* [What to produce] Everything from the line that contains "of the drainpipe" through the last line of the listing must be copied exactly, with both of those lines included and no others.

* [Record set]
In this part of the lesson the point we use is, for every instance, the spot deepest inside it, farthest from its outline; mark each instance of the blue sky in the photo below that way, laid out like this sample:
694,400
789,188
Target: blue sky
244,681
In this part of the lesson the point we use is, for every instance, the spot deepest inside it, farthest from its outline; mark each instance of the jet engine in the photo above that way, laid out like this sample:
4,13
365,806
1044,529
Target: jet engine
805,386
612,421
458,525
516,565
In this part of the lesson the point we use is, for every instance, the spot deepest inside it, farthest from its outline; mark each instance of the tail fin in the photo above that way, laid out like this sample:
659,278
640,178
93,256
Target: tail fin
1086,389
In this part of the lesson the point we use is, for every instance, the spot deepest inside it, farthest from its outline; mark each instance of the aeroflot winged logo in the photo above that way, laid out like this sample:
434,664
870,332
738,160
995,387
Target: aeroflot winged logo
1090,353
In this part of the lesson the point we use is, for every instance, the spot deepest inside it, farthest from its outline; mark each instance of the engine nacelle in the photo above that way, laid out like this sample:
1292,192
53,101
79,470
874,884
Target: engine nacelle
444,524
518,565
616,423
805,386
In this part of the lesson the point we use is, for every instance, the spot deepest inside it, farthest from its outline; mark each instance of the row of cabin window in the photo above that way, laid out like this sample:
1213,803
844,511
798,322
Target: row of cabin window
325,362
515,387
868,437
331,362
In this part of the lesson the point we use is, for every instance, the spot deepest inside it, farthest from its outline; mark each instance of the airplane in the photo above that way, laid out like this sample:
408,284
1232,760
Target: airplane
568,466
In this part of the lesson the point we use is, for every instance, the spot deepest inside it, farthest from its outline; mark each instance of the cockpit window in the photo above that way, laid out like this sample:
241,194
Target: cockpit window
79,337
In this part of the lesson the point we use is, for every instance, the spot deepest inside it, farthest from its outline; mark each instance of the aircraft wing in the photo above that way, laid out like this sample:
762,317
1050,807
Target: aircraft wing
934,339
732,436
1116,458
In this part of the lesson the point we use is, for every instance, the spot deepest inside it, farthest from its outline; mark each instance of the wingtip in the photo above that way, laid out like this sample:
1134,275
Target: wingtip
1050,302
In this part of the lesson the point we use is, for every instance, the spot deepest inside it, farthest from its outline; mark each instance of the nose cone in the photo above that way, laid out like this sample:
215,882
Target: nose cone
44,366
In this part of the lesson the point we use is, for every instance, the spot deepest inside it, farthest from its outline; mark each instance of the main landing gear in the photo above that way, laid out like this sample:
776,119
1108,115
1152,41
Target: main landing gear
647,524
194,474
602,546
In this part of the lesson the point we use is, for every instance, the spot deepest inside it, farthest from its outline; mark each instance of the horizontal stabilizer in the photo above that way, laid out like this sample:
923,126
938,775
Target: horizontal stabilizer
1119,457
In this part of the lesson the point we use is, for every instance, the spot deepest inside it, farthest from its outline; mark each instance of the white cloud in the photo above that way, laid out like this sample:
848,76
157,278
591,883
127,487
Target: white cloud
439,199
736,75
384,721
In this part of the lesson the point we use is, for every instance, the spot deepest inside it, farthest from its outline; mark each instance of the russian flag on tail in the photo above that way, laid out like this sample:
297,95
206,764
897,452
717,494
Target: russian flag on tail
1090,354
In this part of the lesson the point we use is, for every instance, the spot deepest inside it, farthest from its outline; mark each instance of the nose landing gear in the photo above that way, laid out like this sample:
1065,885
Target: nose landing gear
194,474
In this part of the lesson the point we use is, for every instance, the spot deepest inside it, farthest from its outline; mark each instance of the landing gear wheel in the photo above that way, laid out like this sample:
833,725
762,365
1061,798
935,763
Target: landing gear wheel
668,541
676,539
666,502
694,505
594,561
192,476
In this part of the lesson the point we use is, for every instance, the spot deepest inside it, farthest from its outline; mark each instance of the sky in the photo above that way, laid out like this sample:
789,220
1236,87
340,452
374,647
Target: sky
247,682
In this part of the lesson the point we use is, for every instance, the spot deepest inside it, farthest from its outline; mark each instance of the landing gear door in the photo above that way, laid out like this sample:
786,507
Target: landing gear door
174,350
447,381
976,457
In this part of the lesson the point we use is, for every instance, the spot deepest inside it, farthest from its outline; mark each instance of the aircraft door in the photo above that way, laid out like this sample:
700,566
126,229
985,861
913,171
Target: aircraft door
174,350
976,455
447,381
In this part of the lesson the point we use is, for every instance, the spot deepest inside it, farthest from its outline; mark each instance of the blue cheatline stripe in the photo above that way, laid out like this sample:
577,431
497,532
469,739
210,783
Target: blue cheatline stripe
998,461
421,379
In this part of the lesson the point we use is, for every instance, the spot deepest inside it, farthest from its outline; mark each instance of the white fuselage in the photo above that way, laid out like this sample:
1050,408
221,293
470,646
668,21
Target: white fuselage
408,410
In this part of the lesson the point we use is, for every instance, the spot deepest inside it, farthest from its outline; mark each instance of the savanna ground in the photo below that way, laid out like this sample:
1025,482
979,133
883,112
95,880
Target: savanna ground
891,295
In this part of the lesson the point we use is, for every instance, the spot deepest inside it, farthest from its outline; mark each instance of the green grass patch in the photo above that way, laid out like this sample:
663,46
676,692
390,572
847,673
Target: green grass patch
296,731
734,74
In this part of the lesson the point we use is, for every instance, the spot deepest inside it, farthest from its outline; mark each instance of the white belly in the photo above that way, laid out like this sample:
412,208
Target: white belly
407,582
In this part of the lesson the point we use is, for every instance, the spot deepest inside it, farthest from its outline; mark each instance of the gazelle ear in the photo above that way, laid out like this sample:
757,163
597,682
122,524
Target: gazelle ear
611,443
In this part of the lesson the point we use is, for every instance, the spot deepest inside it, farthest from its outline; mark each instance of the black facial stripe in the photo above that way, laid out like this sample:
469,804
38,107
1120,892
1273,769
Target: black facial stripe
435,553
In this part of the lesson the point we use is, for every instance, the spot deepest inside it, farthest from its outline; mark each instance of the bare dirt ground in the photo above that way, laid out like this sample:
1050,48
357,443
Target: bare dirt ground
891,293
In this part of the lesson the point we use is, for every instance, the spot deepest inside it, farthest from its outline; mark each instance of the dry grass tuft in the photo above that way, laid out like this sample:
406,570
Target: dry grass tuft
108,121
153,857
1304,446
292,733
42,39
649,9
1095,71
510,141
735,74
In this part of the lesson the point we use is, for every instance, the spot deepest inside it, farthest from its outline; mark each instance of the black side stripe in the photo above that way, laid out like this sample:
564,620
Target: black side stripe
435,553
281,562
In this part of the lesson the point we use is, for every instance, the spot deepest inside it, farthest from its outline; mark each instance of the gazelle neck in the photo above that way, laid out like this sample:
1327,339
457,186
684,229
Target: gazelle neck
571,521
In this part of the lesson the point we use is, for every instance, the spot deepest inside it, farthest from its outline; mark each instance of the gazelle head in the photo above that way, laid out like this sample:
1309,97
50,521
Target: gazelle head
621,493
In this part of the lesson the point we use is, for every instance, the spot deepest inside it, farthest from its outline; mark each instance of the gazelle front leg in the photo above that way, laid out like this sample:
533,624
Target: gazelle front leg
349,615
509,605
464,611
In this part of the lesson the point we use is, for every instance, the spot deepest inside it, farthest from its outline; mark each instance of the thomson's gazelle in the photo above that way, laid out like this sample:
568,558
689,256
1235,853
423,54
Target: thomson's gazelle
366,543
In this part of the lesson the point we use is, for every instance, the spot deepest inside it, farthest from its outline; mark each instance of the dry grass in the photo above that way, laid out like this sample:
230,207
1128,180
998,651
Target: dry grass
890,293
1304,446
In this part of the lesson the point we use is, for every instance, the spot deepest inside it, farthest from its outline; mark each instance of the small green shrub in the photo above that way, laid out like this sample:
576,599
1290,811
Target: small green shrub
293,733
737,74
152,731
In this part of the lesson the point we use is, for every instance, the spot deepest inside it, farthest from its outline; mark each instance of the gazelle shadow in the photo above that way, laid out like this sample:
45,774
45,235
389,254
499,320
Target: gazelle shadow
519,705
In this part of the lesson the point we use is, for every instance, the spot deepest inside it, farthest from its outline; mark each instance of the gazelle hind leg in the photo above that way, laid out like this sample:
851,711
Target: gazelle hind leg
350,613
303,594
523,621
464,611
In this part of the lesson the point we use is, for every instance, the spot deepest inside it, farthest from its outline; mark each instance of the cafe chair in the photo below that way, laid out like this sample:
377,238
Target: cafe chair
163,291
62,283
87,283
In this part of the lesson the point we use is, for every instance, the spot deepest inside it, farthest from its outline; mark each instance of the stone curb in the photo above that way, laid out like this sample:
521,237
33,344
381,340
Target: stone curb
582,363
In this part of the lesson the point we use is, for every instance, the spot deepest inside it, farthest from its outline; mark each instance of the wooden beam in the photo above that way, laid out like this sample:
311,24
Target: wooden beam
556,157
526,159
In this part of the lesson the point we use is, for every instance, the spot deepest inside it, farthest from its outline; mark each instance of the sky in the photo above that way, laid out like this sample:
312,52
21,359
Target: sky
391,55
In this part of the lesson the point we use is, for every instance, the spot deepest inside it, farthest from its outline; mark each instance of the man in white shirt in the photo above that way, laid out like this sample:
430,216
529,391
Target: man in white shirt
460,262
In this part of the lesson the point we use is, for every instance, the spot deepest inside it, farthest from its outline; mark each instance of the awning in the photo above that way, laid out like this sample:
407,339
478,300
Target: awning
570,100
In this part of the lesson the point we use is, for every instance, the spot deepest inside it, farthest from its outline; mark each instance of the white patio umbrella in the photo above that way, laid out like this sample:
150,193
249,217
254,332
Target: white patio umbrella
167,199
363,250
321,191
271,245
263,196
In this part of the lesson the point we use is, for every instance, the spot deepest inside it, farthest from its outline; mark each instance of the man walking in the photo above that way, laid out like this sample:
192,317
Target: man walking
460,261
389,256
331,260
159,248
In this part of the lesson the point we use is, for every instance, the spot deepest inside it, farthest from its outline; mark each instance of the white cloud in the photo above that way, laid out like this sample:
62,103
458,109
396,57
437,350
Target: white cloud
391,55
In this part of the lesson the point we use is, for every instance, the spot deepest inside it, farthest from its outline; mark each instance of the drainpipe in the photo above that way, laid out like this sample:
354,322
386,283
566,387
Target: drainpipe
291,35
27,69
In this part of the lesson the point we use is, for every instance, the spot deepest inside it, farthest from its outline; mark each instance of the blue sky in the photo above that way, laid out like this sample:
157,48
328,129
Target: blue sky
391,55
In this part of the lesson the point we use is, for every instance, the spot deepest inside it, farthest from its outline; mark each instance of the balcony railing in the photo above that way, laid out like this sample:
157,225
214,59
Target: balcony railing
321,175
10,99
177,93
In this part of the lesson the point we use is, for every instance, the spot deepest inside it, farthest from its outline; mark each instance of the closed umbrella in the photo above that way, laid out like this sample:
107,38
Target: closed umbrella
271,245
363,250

* [Task result]
In this part of the lesson the point we use is, for every instance, the spot deepest inside it, farthest from its outline; mark each instance of the drainpipe in the photo above that way, laid out like this sample:
354,322
386,283
566,387
Target: drainpipe
291,35
27,69
In this part of the lesson the point we use is, for every instance, the spot deepest inside it, farthest from its outline; mark each instance of the blue sky in the photo above that way, laid out like this sample:
157,48
328,129
Target: blue sky
391,55
In this part of the lesson the point we use is, for every instance, the spot deepest inside it, farthest from its outline; mark each instance of the balcony railing in the photo above that way, laid out like this sample:
157,225
214,59
Target: balcony railing
321,175
10,99
177,93
In this part of the lesson the point we use is, for every instance, the spot deepest inside it, farthest from its outline; mark each instance of the closed umbrella in the photo above that way, laid out like this sample:
107,38
Target: closed umbrella
271,245
363,250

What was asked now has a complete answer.